== Dataset entries ==

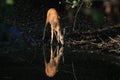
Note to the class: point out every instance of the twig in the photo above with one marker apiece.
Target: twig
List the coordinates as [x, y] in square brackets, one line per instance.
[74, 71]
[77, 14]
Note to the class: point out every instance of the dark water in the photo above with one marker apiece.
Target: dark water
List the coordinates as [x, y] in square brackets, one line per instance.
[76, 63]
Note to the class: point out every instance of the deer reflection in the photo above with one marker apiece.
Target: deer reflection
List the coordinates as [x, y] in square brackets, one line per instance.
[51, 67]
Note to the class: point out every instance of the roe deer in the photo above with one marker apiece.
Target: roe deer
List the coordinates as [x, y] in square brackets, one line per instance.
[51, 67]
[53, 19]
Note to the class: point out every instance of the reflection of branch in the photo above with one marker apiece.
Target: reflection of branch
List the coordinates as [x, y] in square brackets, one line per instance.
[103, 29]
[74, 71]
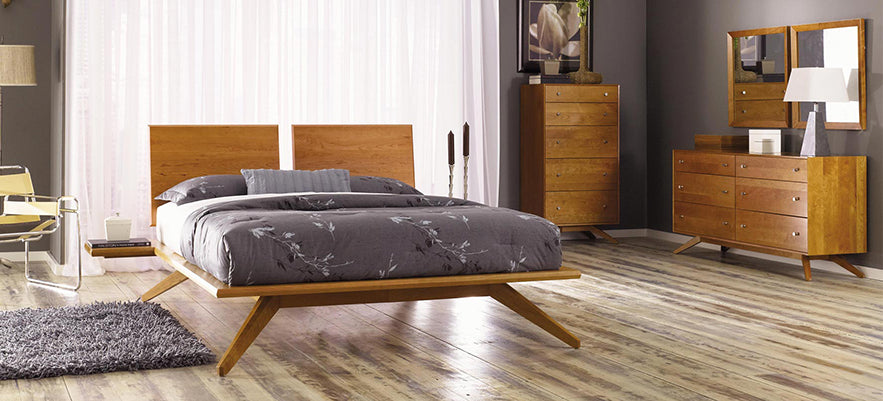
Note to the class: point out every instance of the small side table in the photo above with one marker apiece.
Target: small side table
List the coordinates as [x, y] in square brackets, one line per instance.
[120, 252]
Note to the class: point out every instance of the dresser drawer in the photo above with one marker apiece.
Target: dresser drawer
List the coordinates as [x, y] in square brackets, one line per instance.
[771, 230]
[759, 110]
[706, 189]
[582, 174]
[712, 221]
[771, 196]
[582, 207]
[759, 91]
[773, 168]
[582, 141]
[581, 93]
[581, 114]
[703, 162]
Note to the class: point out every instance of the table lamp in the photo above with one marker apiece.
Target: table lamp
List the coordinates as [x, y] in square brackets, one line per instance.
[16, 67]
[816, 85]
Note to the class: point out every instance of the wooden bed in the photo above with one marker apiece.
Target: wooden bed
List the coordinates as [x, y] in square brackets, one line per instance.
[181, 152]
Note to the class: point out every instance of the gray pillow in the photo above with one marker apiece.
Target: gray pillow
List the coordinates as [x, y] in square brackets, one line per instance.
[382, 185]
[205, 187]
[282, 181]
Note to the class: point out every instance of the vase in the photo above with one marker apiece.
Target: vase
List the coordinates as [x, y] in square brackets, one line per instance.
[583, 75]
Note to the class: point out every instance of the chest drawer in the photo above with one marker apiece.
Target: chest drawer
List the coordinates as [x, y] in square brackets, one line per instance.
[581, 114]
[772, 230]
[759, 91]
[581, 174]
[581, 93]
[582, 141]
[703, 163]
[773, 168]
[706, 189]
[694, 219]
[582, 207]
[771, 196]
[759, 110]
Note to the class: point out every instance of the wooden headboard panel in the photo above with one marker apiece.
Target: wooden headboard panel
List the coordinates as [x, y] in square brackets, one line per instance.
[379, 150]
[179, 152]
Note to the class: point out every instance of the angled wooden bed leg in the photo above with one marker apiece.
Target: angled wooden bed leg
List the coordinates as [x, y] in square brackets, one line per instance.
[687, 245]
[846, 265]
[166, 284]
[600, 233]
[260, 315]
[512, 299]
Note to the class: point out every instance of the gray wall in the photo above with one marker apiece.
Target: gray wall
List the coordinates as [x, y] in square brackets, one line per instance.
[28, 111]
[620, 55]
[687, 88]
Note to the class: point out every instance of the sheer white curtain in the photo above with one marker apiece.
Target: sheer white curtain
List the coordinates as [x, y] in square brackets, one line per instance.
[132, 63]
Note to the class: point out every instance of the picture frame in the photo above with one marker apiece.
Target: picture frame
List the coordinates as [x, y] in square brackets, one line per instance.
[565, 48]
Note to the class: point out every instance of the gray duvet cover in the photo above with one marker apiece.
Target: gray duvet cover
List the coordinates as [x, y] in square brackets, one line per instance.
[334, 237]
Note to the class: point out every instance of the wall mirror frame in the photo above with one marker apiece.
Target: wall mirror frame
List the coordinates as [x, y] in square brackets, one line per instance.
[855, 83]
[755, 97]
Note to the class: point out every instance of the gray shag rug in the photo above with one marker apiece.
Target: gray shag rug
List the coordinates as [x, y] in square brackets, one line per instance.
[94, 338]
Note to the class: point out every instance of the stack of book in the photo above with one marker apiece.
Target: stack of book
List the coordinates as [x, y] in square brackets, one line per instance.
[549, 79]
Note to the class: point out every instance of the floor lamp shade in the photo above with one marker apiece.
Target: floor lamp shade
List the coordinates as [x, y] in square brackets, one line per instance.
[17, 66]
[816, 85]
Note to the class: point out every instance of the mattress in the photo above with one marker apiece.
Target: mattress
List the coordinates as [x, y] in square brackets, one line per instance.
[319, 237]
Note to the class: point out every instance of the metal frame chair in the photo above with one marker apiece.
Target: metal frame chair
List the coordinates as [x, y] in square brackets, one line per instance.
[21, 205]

===

◆ Instructions for the task: Format every entry above as a two-column CSV with columns named entry_text and answer. Use one row per entry, put each field in double quotes with its line breaks turned into spaces, and leave the pictures out.

◆ Full output:
entry_text,answer
"Note to the class: point out every instance of the twig in the photo above with one marker apiece. Target: twig List the coordinates as [x, y] in square brackets, one line per instance.","[74, 71] [77, 14]"
"Note to the class: point out every instance of the dark water in the photo above with one marker apiece. Target: dark water List the coordinates as [x, y] in square brackets, one line per instance.","[76, 63]"
"Note to the class: point out every instance of the deer reflection in the photo above with one marker apiece. Target: deer reflection List the coordinates as [x, y] in square brackets, one line per instance.","[51, 67]"
"Note to the class: point out every instance of the roe deer in the photo above with one marker apiece. Target: roe deer List the coordinates as [x, y] in square brackets, one line per instance.","[51, 67] [53, 19]"
"Note to the class: point out every instance of the reflection of branch in the photo above with one marker apiece. Target: reflection of branch List the coordinates as [x, y] in square brackets, one line per instance.","[103, 29] [74, 71]"
"Note to the class: point out every instance of the small side table in the photo above with one marker apiece. Target: small side table List the coordinates as [x, y] in square brackets, one line per instance.","[120, 252]"
"Note to the class: point out every instance of the dresser drawer in the photo above with one marker apiece. Target: dresser drawer List the coordinates as [x, y] in square brackets, one line per instance.","[771, 230] [759, 110] [706, 189] [582, 174] [712, 221] [771, 196] [582, 207] [759, 91] [773, 168] [582, 141] [581, 93] [581, 114] [703, 162]"
"Note to the class: point out every instance of the table lamp in the photo above with one marker apiece. Target: table lamp List the coordinates as [x, y] in square brackets, one line per instance.","[16, 67] [816, 85]"
"Note to the class: point out every instance of the wooden bed in the photo above with one marker apiece. Target: wooden bed List the coordinates as [x, y] in square brackets, one line per instance.","[181, 152]"
"Note to the class: point out every instance of the gray pillow in the photo above with one marker apiece. Target: gray pillow List the coordinates as [x, y] in square brackets, one line per instance.","[382, 185] [205, 187] [282, 181]"
"Note to the class: point out every instance of the vase in the photo above with one marker apiece. Target: vase List the coordinates as [x, y] in square brackets, one line per instance.","[583, 75]"
"Note to the class: point out every instance of the chest drawer in the photo above with one marker apiece. Target: chest drawer List the coordinates as [x, y] in square brackets, one line per instance.","[581, 114] [772, 230] [759, 91] [581, 174] [581, 93] [582, 141] [703, 163] [773, 168] [706, 189] [694, 219] [582, 207] [771, 196] [759, 110]"
"Note to the class: point out every instance of the wooden headboard panel in the photo above with one marker apiece. Target: wooden headboard panel List the coordinates as [x, y] in square brackets, one line per instance.","[379, 150] [179, 152]"
"Note to the class: point out every instance of the angled wooden bed leg in the photo above with one marker apiece. Target: angled wooden bed leg List the coordinates as [x, y] in square brackets, one line per instance.","[687, 245] [846, 265] [166, 284] [600, 233] [260, 315] [512, 299]"
"Note to the class: point out every instance of the gray wall in the photo above with one marker apiece. Target: gray wall List the coordinates as [x, y] in square brackets, one line per instance.","[28, 111] [620, 55] [687, 88]"
"Note to the class: point out every instance of the sheer white curtain in the photo above with one marker apiece. Target: sheer white curtain List the coordinates as [x, y] in square brackets, one line per instance.","[132, 63]"
"Note to the class: point out every instance of the picture frame in the photo above with one marker apiece. Target: picture frame List the coordinates as [x, y] in square brackets, one line per instance.","[565, 48]"
"Note to the class: point out every instance of the gray duvet cover in the photo above with one marker apiece. Target: gray duvet cover List the coordinates as [x, y] in square brackets, one line per instance.","[334, 237]"
"Note to the class: point out every instance of the wall mirror frame in the photo above with one marker apiece. Target: wall mirror frame List the coordinates as [x, y] in square brackets, one line per instance.","[855, 83] [755, 97]"
"Note to the class: point out every instance of the gray shag rug in the photo above with one marker apiece. Target: gray shag rug List the coordinates as [x, y] in square brackets, one line per instance.","[94, 338]"
"Note to the class: point out every instance of the stack of book in the photo above with one marker apiece. Target: stack of book List the coordinates as [x, y] in square brackets, one line per instance.","[549, 79]"
"Note to the class: point out every instance of the floor lamp shade in the photo above with one marker apiece. Target: floor lamp shade List the coordinates as [x, y] in square brackets, one line per instance.","[17, 66] [816, 85]"
"Note to the class: point out every instance of the mattress in the photo above with one marker apiece. Target: mattress List the coordinates as [x, y] in square brackets, one line per instance.","[319, 237]"
"Note to the class: point out every instance of the metal frame chair in the photo above with one marker apiece. Target: metal frame chair List the coordinates as [x, y] in square brackets, one line per instance.","[21, 205]"